Records from a data collection:

────────────────────────────────────────

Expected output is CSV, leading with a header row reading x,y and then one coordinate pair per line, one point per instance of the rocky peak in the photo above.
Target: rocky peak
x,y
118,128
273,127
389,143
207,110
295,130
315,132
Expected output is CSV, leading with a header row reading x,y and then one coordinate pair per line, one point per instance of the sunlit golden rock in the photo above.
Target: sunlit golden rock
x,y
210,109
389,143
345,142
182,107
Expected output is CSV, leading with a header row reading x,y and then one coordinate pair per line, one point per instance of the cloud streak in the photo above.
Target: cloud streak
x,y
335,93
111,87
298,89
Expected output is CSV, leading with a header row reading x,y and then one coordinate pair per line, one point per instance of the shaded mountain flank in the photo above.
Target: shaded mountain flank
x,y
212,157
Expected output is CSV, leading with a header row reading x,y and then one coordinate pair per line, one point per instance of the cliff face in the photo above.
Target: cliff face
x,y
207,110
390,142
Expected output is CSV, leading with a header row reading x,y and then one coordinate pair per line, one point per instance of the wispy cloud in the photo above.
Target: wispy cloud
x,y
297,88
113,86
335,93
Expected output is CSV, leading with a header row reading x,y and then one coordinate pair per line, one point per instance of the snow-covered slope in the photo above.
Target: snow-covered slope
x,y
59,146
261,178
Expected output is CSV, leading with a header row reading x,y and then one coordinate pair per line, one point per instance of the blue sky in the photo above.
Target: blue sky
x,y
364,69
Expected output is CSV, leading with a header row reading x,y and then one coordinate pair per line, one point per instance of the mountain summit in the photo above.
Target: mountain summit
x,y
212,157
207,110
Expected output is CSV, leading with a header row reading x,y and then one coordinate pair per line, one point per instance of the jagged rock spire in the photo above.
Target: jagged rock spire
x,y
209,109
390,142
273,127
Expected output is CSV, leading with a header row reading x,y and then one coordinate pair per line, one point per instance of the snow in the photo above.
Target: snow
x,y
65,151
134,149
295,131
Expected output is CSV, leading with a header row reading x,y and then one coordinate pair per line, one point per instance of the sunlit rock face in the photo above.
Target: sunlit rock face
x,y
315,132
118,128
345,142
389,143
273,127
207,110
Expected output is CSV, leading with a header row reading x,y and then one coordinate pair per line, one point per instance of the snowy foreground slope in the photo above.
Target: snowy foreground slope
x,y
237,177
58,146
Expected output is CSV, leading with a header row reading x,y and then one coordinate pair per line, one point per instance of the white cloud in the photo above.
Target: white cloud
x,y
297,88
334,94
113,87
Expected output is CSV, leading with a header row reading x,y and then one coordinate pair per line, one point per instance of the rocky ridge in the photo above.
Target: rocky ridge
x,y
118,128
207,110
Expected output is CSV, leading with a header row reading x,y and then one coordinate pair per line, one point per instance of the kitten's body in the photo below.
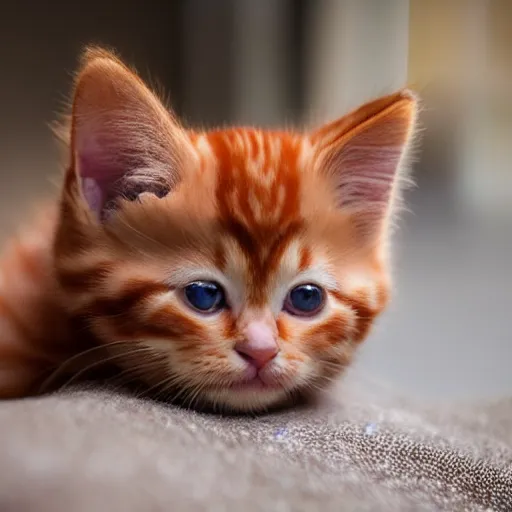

────────────────────────────────────────

Aim of the task :: Would you please copy, exactly and only, the lines from the one with "wispy cloud in the photo above." through the end of the entries above, skipping every picture?

Reply to the exercise ::
Expected output is CSV, leading with a header row reading x,y and then one coordinate pair per line, one point per instance of the wispy cloud in the photo above.
Target: wispy cloud
x,y
297,88
113,86
335,93
Expected output is CSV, leading with a header row reading x,y and then one coordinate pair per line, one point per instance of the snow-covered slope in the photo above.
Target: snow-covered slope
x,y
59,146
261,178
Expected output is CSV, leading with a header row reading x,y and then one coordinate pair per line, one point per instance of the blue sky in the photo above.
Target: blue sky
x,y
364,69
Expected output is CSV, leading with a header row reading x,y and then one coordinate pair per line, one point per instance of the mountain summit in the photo above.
Target: mountain summit
x,y
212,157
207,110
Expected output is CSV, leading with a header row reading x,y and then one coordinate pair per line, one point per instance of the jagged rock spire in the photo above.
Target: jagged rock spire
x,y
209,109
390,142
273,127
Expected output is CSV, leading with a header row reading x,y and then one coordinate pair per line, one point per instance of the snow in the photo above.
Target: snow
x,y
65,151
134,149
295,131
Expected output is CSV, leading with a header row reading x,y and then one coordinate pair per line, one point per instance of the sunlit rock face in the photo above.
Target: sunlit rock face
x,y
315,132
118,128
345,142
389,143
273,127
207,110
Expected output is CSV, leading with a header row reading x,y and then one coordinate pair per line, one point per instance of the snowy foreground slope in the photo above.
Target: snowy foreground slope
x,y
237,177
58,146
Expected output is CSV, leading with a header row reading x,y and then one coordinate pair per line, one point per instance of the white cloud in the photo above.
Target: white cloud
x,y
297,88
334,94
113,87
Expected output is CSV, leading with a header row reading x,y and then one coordinate pair per line, one point per instance of the rocky ridge in the photo above.
Target: rocky ridge
x,y
118,128
207,110
Expected output is CSV, leading with a header row reading x,y and then one coordinate pair per line, one point per instance of the kitten's body in the photo below.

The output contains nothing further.